**PROVIDED PASSAGE**
***
The Cardinals gave Elston Howard a chance to become the first black broadcaster of a major-league team.
Howard rejected the offer because he had hopes of becoming the first black big-league manager.
Howard, a St. Louis native who played against the Cardinals in both the 1964 and 1967 World Series, retired after the 1968 season, ending a 14-year major-league playing career as a catcher and outfielder with the Yankees and Red Sox.
He joined the Yankees coaching staff in 1969. After that season, the Cardinals offered him a chance to join Jack Buck on their broadcasting team, replacing Harry Caray. Howard had broadcast high school football games in 1969 for a New York television station.
Howard, however, thought he had a good chance to eventually replace Ralph Houk as Yankees manager, so he opted to remain a coach rather than take the Cardinals’ historic offer.
Jim Woods, who had been on the Pirates broadcast team with Bob Prince, replaced Caray in St. Louis. It wasn’t until two years later that Howard revealed the Cardinals’ offer.
“Yankee coach Elston Howard said he was offered a job on the Cardinals play-by-play broadcast team after the 1969 season, but decided against it,” Neal Russo reported in the Feb. 27, 1971, edition of The Sporting News.
In the book “Elston and Me: The Story of the First Black Yankee” (2001, Missouri Press), authors Arlene Howard (Elston’s widow) and Ralph Wimbish write, “Someone from the Cardinals called and asked if he was interested in becoming a broadcaster … He (Howard) turned down an offer to work with Jack Buck doing St. Louis Cardinals games.”
Instead, Bill White, the former Cardinals first baseman and a friend of Howard, became the first black broadcaster of a big-league team, joining the Yankees crew in 1971.
Howard remained a loyal, respected Yankees coach. When Houk stepped down as manager after the 1973 season, the Yankees bypassed Howard and hired former Cardinals outfielder Bill Virdon as manager for 1974.
In 1975, Frank Robinson became the first black big-league manager, with the Cleveland Indians.
Howard had hoped, even expected, to begin his big-league playing career with his hometown Cardinals. He attended a tryout camp at St. Louis’ Sportsman’s Park and performed well, but the Cardinals never made an offer.
“The Cardinals once had Howard all set for signing,” The Sporting News reported in 1971, “but that was just before they began signing Negroes.”
Howard signed with the Yankees in 1950. When he made it to the big leagues with them in 1955 at 26, he was the first black Yankees player _ eight years after Jackie Robinson had broken the color barrier with the Brooklyn Dodgers and one year after the first black (Tom Alston) played for the Cardinals.
Howard played in 10 World Series (9 with the Yankees) and won the American League Most Valuable Player Award in 1963.
In 1980, he died at 51 of heart disease.
***
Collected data

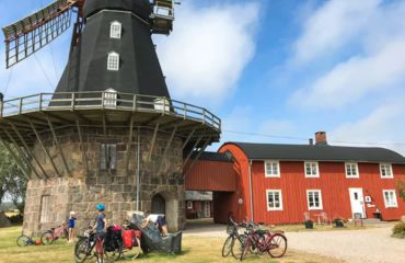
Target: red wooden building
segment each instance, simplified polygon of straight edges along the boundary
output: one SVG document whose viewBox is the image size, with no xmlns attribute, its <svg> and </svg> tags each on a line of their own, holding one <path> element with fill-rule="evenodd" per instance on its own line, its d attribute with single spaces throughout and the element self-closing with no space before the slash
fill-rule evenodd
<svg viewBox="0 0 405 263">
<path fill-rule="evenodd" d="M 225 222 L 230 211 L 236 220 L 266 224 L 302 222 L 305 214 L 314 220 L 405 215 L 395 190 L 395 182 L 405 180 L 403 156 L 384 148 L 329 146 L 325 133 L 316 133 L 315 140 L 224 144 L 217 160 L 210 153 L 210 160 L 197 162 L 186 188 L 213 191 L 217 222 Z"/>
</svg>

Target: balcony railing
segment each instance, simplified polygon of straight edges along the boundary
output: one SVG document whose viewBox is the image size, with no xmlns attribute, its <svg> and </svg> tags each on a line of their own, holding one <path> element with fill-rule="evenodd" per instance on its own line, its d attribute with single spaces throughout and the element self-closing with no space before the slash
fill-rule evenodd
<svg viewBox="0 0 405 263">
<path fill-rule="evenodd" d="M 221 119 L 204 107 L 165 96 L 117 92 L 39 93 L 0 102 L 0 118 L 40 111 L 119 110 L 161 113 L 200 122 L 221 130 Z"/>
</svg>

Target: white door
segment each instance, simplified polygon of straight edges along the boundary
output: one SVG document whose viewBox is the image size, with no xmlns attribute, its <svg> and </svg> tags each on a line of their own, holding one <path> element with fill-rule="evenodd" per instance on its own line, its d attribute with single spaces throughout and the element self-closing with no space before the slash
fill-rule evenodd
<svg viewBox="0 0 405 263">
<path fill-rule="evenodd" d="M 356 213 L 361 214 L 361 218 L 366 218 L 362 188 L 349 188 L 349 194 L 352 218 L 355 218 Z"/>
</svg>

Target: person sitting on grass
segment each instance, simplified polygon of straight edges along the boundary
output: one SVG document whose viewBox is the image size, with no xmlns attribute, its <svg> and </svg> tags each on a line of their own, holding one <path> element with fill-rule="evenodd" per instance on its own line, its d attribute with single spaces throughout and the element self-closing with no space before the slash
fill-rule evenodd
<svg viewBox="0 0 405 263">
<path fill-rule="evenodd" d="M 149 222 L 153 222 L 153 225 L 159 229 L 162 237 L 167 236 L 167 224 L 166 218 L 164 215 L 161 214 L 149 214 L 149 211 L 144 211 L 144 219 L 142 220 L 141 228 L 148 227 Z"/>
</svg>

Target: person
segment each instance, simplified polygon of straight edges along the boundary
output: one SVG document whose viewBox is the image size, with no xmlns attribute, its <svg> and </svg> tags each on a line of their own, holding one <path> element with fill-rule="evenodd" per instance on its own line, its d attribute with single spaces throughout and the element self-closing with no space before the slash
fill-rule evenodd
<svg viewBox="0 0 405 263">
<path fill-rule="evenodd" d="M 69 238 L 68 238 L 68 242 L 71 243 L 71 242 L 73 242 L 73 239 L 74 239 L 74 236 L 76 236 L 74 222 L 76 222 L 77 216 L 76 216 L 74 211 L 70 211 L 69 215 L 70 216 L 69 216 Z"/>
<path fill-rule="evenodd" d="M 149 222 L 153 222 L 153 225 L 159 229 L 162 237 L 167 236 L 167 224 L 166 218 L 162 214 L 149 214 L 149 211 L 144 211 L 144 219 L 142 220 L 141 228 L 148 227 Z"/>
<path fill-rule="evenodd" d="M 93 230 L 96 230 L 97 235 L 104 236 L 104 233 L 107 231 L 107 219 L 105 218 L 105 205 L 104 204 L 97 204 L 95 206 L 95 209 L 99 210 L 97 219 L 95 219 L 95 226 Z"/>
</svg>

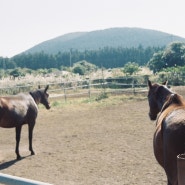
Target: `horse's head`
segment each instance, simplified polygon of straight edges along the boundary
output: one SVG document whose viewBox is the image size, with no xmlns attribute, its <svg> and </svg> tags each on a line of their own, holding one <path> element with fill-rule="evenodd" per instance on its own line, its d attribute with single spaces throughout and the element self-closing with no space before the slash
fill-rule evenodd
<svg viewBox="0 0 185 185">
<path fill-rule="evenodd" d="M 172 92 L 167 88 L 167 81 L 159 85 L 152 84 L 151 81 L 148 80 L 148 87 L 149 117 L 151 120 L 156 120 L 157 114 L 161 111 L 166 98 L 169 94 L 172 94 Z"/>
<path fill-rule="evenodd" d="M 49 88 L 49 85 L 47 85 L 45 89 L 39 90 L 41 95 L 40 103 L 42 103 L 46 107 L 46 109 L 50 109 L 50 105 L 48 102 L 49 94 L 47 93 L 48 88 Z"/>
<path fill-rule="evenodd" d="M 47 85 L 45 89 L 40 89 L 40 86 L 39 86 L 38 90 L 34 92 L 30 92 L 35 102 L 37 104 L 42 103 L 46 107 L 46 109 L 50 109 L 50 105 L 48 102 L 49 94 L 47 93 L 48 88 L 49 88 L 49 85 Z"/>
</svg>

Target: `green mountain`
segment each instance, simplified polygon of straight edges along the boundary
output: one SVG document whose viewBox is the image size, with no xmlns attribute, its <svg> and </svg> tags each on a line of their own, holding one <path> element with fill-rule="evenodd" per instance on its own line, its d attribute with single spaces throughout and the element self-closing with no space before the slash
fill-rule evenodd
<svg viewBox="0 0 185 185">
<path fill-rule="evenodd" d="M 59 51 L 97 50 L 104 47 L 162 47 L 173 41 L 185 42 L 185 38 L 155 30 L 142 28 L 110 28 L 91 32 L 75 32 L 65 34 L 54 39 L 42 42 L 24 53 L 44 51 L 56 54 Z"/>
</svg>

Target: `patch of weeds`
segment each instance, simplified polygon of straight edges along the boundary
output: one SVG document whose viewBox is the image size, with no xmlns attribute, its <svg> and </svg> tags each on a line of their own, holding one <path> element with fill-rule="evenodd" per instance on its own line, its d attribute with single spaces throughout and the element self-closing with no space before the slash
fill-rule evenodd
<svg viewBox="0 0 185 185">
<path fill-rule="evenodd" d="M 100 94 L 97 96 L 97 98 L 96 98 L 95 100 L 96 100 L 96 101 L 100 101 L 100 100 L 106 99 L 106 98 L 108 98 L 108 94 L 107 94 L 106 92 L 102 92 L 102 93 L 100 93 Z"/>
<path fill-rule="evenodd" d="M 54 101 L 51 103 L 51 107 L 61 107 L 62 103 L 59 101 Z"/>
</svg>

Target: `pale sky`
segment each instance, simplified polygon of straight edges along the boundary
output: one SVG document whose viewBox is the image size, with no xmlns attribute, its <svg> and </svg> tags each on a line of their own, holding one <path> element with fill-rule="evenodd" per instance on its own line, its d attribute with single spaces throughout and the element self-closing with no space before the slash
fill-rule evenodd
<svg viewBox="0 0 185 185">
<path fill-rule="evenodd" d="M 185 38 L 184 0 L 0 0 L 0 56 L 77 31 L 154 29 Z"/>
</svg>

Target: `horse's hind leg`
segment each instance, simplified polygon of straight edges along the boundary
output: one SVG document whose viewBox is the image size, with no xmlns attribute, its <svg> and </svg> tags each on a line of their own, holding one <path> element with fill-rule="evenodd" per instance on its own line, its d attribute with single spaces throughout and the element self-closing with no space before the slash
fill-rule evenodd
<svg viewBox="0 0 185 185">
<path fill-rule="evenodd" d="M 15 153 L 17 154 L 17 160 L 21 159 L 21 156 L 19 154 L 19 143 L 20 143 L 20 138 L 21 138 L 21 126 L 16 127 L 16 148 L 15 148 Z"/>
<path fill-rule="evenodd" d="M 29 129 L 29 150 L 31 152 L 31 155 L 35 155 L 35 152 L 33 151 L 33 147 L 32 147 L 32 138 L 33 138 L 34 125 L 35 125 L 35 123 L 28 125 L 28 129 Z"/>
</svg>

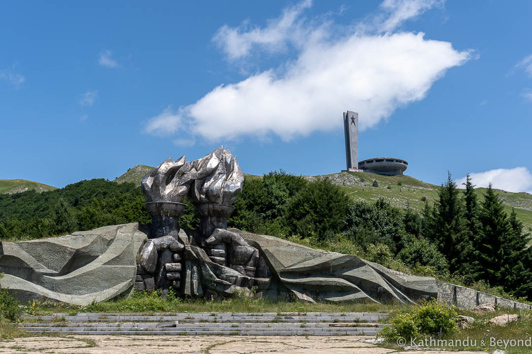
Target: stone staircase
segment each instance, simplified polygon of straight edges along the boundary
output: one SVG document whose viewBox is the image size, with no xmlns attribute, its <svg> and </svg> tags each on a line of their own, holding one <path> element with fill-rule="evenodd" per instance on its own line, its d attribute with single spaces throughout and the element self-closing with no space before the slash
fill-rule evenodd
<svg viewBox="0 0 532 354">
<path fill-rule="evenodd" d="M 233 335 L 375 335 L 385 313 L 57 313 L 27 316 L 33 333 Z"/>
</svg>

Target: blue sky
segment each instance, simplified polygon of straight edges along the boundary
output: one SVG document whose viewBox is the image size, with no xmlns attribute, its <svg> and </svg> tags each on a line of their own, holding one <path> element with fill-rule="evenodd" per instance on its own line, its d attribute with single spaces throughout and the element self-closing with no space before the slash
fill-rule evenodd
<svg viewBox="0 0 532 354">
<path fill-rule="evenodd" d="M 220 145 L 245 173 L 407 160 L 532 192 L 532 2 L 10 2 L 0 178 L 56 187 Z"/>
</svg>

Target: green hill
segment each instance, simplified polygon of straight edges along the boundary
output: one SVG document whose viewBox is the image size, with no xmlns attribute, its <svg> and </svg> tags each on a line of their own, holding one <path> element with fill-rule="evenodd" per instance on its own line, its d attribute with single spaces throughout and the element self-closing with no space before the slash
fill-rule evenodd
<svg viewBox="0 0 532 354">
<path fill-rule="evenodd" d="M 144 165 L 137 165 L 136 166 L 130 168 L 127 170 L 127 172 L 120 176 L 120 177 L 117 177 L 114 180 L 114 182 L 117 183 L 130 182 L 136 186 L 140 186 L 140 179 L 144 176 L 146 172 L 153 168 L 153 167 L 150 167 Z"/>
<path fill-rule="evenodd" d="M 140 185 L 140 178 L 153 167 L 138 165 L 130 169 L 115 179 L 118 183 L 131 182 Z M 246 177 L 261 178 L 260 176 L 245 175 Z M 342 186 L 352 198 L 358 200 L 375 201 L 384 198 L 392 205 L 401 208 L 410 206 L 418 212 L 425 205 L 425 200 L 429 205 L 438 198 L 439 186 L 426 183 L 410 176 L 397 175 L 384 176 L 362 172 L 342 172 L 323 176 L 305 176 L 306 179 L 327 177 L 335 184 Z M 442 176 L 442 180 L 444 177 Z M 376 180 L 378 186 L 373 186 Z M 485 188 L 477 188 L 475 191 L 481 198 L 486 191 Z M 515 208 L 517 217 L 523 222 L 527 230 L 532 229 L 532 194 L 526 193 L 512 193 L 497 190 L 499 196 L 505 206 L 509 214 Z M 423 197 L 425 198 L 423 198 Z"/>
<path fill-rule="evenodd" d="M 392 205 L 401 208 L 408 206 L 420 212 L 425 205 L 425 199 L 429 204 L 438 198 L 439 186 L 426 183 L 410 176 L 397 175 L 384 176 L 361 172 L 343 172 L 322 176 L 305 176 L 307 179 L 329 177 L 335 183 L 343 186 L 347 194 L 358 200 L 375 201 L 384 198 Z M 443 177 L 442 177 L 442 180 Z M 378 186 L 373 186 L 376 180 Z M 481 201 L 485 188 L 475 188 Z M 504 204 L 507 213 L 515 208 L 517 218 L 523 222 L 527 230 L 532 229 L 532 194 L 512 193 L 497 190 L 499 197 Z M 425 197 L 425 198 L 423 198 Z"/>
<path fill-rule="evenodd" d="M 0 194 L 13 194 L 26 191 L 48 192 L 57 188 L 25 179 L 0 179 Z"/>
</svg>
***
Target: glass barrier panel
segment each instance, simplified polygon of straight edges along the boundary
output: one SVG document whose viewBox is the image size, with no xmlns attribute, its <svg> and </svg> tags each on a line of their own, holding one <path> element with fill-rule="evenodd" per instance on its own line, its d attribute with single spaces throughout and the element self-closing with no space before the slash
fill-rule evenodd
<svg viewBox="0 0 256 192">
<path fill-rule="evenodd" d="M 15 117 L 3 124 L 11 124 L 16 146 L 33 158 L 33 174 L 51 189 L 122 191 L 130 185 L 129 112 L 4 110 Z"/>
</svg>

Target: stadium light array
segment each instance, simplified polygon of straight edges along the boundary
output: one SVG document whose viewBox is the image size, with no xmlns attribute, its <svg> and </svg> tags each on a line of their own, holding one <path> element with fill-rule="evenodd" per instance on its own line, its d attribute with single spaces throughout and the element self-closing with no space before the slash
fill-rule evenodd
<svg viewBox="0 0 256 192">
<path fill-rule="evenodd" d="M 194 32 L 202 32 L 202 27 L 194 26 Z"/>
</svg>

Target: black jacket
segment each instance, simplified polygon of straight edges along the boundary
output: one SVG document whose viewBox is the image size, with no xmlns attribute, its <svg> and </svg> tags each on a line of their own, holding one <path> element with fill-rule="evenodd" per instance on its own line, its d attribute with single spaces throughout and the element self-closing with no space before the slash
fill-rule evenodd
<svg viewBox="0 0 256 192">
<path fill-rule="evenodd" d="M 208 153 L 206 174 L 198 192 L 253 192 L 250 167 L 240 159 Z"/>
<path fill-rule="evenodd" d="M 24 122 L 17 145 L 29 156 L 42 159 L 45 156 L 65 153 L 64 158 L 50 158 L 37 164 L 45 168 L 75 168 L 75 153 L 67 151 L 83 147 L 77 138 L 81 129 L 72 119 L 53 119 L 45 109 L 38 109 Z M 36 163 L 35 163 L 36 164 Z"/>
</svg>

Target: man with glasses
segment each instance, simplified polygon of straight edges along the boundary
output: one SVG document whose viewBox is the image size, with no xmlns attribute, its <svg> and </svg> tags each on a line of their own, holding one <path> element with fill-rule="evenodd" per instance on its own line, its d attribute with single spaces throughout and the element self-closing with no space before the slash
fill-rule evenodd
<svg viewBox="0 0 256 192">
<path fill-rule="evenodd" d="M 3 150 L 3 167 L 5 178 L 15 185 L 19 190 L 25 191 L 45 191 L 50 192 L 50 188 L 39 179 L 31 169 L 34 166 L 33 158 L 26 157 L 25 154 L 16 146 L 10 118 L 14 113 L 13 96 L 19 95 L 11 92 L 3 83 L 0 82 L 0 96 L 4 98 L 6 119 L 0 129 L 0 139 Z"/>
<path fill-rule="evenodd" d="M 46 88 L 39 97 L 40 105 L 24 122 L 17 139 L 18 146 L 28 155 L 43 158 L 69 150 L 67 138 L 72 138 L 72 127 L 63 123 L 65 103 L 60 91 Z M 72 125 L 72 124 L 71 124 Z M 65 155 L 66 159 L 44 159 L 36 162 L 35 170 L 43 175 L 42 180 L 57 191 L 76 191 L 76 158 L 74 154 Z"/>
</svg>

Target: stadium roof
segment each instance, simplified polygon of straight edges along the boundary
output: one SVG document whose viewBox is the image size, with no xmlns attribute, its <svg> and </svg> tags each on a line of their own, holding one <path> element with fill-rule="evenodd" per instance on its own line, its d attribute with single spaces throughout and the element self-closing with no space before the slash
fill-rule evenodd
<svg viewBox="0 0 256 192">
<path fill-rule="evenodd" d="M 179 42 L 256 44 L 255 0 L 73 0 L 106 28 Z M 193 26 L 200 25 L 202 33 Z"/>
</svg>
***
Using the Elston Howard text, explain in one to three sentences why Howard turned down the Cardinals' broadcasting offer. Rely only on the text about Elston Howard.

Howard hoped to become the first black big-league manager and thought he had a good chance to eventually replace Ralph Houk as Yankees manager. So he chose to stay a Yankees coach rather than join the Cardinals' broadcast team.